# Exercise material start
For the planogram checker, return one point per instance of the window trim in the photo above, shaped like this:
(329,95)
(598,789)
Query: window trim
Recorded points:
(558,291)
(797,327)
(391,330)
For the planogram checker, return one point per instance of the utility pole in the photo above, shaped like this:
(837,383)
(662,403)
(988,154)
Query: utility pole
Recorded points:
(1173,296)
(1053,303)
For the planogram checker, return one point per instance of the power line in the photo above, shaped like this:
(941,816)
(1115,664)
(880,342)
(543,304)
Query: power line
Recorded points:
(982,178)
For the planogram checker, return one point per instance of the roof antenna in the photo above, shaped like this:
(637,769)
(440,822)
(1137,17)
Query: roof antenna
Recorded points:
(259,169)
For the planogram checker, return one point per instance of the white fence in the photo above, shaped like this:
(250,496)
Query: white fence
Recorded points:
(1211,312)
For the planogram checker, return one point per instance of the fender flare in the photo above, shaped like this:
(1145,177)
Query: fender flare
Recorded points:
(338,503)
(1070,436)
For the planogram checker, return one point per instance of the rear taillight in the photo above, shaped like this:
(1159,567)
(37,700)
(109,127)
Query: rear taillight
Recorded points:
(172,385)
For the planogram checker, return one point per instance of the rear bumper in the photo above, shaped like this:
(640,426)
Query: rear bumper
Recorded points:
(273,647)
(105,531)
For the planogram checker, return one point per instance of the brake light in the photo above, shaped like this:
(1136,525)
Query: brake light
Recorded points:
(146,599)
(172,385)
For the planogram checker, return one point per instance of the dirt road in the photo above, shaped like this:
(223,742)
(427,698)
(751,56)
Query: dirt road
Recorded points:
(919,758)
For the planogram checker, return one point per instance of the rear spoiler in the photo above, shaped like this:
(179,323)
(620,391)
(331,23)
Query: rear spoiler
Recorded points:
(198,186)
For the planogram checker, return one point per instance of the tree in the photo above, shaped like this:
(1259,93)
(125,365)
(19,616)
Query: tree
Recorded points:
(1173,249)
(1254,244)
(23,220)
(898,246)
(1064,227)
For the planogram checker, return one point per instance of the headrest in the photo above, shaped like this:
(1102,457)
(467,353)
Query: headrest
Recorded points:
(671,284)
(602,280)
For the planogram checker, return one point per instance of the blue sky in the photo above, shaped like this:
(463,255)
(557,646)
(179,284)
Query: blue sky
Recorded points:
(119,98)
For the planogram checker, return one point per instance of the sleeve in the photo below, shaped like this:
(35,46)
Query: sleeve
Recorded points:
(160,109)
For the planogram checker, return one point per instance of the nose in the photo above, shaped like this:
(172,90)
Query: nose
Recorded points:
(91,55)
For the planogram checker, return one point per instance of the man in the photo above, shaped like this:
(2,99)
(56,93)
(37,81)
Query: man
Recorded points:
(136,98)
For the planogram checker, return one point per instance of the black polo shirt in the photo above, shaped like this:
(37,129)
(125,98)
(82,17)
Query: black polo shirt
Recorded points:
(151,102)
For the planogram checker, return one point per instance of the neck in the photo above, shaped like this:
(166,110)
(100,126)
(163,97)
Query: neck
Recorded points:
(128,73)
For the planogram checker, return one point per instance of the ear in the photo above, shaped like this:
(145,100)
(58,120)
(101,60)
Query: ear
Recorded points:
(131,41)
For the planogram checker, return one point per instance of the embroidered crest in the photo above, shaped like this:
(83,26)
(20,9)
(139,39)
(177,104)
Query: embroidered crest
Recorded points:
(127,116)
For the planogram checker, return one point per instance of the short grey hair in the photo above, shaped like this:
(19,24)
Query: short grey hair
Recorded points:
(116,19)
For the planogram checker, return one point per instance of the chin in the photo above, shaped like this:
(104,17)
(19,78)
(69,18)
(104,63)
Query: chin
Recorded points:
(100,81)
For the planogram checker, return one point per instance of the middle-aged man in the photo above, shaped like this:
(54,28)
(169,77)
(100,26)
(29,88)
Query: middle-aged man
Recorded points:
# Exercise material end
:: Work to do ::
Copy out each record from above, exactly.

:: The completed task ::
For the planogram checker, return one point per instance of the window trim in the photo above, shaped like this:
(329,95)
(598,789)
Query: window trim
Recorded points:
(558,291)
(797,327)
(391,330)
For the planogram checker, return one point per instance of the utility pole in the photo above, shaped like this:
(837,383)
(662,403)
(988,154)
Query: utility pole
Recorded points:
(1173,296)
(1053,303)
For the planogram checker, return one point per instance of the power line in the photo above, shaped like this:
(941,816)
(1115,664)
(880,342)
(543,304)
Query: power line
Recorded points:
(982,178)
For the planogram checker, return one point per instance of the roof antenna in the photo above, shaped like this:
(637,769)
(440,822)
(1137,17)
Query: roof antenna
Recorded points:
(259,169)
For the planogram checker, return one point per instance of the white fence in the photo above, shaped like this:
(250,496)
Query: white fence
Recorded points:
(1211,312)
For the planogram checker, return one point per instance of the fender flare in the photo above, shaped like this:
(1145,177)
Query: fender flare
Recorded points:
(338,503)
(1070,436)
For the planogram checker, return one point per instance of the rear taillight in the photo above, shaped like this:
(1159,567)
(37,700)
(109,127)
Query: rear taillight
Recorded points:
(172,385)
For the planogram checker, return one point per instance of the rear bumper in the photo above, shaped like this:
(640,426)
Query: rear bumper
Recorded points:
(273,647)
(105,531)
For the planogram checker, return one point per instance of the brake light in the photo above, shaped like this:
(1136,525)
Query: brake light
Recorded points:
(146,599)
(172,385)
For the planogram checker, return one point per instance of the dirt road in the photo above, shaped like this:
(223,742)
(427,698)
(751,56)
Query: dirt road
Recorded points:
(919,758)
For the planogram checker, return one point per instance of the rear spoiler in the photo above, shaped like this:
(179,323)
(620,391)
(331,23)
Query: rear spoiler
Recorded points:
(198,186)
For the planogram checker, return one point per instance of the tree in the photo above, shaped like this:
(1259,93)
(125,365)
(19,616)
Query: tree
Recorded points:
(1173,249)
(1254,244)
(23,220)
(898,246)
(1064,227)
For the planogram checker, return one point per instance of the headrest in the photo above, shaped like this:
(1102,457)
(467,353)
Query: headrest
Recorded points:
(671,284)
(602,280)
For the planogram checker, return one point per instance of the blue sky in the photo above, shaped like this:
(463,255)
(557,646)
(179,284)
Query: blue sky
Recorded points:
(119,98)
For the planogram checker, return one point per instance of the sleeve in the photo below, shaped like this:
(35,46)
Query: sleeve
Recorded points:
(160,109)
For the planogram checker, return one point per instance of the nose in the photo above, shaped like this:
(172,90)
Query: nose
Recorded points:
(91,55)
For the planogram checker, return one point per instance of the man in the photo above, shaped like this:
(2,99)
(56,93)
(37,81)
Query: man
Recorded points:
(136,98)
For the planogram checker, return one point per instance of the black polo shirt in the photo above, shaped like this:
(37,129)
(125,98)
(82,17)
Query: black polo shirt
Recorded points:
(151,102)
For the planogram checker, return one point per instance of the neck in the photo above, shaped like this:
(166,110)
(100,126)
(163,97)
Query: neck
Recorded points:
(128,73)
For the planogram checker, return one point per instance of the ear in the photo above, shaped like this:
(145,100)
(58,120)
(101,60)
Query: ear
Recorded points:
(131,41)
For the planogram checker, return one point per instance of the embroidered crest in the photo above, shaped like this:
(83,26)
(20,9)
(139,39)
(177,104)
Query: embroidered crest
Recorded points:
(127,116)
For the planogram checker, return one point per instance of the short grey hair in the photo above, shaped like this:
(19,24)
Query: short grey hair
Recorded points:
(116,19)
For the planogram checker, return one point per instance of the chin in the photo above, shaped like this:
(104,17)
(19,78)
(69,18)
(104,63)
Query: chin
Recorded points:
(100,81)
For the planogram checker, return one point per instance of the middle-aged man in the photo above, shaped like this:
(54,28)
(169,77)
(100,26)
(29,88)
Query: middle-aged man
Recorded points:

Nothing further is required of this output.